**EXERCISE**
Locate the word "blue" in the material, then show every line that holds it.

**MATERIALS PROVIDED**
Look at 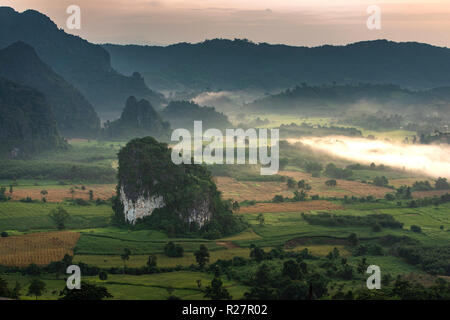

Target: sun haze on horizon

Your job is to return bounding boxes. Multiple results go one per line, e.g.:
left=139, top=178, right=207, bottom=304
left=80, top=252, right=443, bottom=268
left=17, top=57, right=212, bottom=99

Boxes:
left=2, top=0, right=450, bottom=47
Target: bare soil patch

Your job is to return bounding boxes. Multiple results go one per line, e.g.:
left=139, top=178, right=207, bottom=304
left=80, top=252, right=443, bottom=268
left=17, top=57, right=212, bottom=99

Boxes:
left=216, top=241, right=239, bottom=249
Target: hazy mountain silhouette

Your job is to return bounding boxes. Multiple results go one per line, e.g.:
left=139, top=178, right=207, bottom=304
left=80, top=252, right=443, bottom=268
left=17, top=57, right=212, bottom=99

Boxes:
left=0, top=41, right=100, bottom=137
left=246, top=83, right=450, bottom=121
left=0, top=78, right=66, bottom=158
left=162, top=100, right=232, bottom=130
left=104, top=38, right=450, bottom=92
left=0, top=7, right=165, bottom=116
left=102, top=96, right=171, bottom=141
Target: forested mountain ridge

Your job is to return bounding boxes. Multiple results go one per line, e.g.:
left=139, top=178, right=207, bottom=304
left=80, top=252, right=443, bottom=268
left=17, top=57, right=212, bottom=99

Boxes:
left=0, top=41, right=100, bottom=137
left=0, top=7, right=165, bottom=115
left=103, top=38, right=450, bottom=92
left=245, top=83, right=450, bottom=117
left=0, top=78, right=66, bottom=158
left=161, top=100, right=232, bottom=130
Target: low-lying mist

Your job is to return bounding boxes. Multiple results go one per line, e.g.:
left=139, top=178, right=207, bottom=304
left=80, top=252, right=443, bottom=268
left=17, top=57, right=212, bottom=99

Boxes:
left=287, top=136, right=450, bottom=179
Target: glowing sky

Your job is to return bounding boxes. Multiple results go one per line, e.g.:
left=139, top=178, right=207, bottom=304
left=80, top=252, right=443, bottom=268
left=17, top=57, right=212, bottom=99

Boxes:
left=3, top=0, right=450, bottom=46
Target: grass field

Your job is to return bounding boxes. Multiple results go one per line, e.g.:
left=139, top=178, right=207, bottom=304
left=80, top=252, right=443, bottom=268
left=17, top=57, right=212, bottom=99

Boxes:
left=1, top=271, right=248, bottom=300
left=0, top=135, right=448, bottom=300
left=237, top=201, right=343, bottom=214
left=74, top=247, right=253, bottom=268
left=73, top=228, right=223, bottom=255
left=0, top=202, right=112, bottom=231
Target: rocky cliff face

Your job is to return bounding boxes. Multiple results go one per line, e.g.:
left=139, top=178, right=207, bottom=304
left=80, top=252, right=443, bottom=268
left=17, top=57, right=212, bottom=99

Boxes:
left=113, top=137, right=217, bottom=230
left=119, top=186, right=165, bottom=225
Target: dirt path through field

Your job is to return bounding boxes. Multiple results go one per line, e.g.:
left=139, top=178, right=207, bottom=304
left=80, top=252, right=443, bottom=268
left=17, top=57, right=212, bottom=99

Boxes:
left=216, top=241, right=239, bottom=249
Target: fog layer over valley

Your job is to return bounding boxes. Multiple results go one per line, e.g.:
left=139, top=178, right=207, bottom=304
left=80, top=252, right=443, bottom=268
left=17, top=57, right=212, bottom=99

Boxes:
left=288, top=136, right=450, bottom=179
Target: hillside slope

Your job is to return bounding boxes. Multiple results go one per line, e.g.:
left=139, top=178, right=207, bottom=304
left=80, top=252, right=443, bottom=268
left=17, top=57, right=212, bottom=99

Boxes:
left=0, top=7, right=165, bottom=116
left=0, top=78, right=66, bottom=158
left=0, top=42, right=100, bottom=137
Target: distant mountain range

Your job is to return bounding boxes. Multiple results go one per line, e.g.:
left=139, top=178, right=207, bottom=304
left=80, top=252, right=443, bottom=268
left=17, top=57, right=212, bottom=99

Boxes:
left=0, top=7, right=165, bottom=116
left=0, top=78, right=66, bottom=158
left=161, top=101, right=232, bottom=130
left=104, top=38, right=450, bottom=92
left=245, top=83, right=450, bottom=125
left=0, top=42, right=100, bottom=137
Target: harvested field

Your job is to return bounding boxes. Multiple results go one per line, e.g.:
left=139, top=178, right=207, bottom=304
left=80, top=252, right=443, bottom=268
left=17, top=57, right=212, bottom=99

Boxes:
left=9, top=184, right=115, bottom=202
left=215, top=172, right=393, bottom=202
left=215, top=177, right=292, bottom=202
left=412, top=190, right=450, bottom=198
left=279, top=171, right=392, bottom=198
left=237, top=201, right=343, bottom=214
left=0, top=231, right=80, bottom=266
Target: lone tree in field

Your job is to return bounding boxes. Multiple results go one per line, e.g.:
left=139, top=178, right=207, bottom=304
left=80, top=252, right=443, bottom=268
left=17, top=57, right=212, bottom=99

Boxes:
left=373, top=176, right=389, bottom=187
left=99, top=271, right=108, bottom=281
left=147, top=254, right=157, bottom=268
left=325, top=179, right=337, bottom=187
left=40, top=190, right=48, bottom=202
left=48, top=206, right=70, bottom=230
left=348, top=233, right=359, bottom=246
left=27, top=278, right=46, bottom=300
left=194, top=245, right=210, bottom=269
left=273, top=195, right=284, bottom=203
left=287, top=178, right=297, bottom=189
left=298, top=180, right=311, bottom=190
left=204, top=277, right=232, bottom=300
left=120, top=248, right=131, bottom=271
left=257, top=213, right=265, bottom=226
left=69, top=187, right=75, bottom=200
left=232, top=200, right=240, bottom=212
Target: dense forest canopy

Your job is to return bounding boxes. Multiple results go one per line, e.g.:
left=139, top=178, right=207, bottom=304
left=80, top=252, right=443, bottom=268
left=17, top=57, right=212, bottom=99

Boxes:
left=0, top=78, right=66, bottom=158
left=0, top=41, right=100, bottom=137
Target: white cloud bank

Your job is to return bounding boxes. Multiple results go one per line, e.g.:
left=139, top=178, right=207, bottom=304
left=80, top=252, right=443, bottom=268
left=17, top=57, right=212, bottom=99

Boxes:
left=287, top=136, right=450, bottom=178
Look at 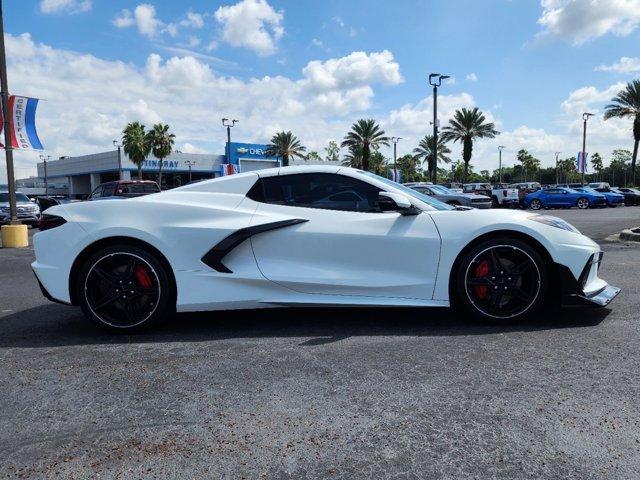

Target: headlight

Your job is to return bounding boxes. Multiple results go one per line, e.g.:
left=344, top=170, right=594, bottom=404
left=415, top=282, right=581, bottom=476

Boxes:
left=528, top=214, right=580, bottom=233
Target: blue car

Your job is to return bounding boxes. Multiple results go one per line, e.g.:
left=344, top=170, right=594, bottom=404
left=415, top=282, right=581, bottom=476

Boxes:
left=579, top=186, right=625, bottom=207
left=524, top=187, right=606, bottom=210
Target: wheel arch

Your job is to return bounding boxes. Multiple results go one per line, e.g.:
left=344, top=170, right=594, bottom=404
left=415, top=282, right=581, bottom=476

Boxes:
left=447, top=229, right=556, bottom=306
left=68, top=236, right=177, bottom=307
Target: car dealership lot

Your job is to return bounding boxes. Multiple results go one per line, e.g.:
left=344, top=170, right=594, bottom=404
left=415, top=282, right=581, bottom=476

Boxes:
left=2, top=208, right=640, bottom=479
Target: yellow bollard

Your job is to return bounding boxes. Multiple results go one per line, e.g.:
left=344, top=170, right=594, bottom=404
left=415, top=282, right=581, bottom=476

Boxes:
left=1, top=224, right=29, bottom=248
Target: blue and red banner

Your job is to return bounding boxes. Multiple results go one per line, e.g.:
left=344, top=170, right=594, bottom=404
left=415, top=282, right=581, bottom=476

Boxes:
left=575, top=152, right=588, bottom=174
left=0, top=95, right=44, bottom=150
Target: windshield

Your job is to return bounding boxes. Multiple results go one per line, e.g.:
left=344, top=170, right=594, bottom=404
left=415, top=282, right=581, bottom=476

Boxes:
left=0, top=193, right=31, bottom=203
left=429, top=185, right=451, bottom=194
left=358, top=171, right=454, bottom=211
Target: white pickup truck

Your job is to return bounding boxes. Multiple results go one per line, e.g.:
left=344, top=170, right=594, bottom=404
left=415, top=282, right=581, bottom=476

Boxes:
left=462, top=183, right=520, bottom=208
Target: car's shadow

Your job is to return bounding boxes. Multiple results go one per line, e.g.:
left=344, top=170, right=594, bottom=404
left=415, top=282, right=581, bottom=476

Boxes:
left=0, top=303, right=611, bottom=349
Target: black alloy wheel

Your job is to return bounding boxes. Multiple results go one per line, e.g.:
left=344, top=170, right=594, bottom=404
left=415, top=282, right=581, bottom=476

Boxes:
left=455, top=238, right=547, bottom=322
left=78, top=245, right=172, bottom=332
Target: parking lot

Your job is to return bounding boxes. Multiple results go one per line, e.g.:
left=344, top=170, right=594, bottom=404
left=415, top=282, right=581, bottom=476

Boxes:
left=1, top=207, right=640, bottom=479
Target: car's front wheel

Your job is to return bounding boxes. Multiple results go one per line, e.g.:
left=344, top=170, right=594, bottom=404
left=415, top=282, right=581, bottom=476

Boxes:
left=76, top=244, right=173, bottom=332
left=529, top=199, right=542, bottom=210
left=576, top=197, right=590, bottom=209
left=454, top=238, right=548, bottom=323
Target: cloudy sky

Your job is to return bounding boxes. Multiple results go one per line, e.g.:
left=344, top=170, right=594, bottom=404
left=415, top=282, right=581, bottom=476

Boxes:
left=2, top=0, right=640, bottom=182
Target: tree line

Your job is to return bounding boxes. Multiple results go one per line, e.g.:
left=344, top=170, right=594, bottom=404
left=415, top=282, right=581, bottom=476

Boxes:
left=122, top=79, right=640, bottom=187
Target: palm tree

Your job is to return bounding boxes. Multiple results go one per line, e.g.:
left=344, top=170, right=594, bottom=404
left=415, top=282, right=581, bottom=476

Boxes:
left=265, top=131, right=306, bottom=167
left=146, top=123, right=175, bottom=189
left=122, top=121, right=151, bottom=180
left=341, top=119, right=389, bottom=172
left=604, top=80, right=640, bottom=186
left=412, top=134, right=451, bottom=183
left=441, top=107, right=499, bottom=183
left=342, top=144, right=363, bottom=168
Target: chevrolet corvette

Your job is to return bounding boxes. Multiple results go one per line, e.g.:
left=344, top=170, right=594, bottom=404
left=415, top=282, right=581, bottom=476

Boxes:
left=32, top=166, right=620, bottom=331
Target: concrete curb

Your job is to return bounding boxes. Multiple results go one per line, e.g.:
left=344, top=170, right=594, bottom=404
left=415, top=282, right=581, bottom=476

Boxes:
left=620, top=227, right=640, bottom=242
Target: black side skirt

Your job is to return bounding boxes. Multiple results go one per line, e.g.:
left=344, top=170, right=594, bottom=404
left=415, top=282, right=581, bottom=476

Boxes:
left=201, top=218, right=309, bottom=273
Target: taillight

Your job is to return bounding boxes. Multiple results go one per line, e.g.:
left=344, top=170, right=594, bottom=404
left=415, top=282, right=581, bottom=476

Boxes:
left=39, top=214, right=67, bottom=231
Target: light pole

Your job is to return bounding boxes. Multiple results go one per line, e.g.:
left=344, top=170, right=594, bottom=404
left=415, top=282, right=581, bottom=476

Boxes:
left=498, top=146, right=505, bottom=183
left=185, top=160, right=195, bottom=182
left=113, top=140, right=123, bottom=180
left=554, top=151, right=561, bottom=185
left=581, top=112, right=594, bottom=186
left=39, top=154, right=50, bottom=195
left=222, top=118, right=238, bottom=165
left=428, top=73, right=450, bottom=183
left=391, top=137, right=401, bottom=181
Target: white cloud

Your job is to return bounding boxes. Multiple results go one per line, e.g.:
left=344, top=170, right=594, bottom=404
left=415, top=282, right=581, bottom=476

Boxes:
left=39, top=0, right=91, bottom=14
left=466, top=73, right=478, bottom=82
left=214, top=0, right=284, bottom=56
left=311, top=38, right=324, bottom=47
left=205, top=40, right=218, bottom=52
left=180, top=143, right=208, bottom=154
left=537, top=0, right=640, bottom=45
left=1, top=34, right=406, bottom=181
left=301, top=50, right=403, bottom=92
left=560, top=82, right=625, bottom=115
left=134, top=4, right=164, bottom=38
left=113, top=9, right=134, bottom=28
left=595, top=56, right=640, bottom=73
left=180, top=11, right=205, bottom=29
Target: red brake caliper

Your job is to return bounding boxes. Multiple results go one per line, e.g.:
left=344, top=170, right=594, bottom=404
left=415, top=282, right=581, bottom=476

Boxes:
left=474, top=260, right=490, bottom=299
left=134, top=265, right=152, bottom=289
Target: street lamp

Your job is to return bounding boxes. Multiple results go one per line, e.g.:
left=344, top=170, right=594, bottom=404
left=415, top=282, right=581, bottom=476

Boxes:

**ANSWER FOR THIS EXERCISE**
Target: blue car
Target: blue and red banner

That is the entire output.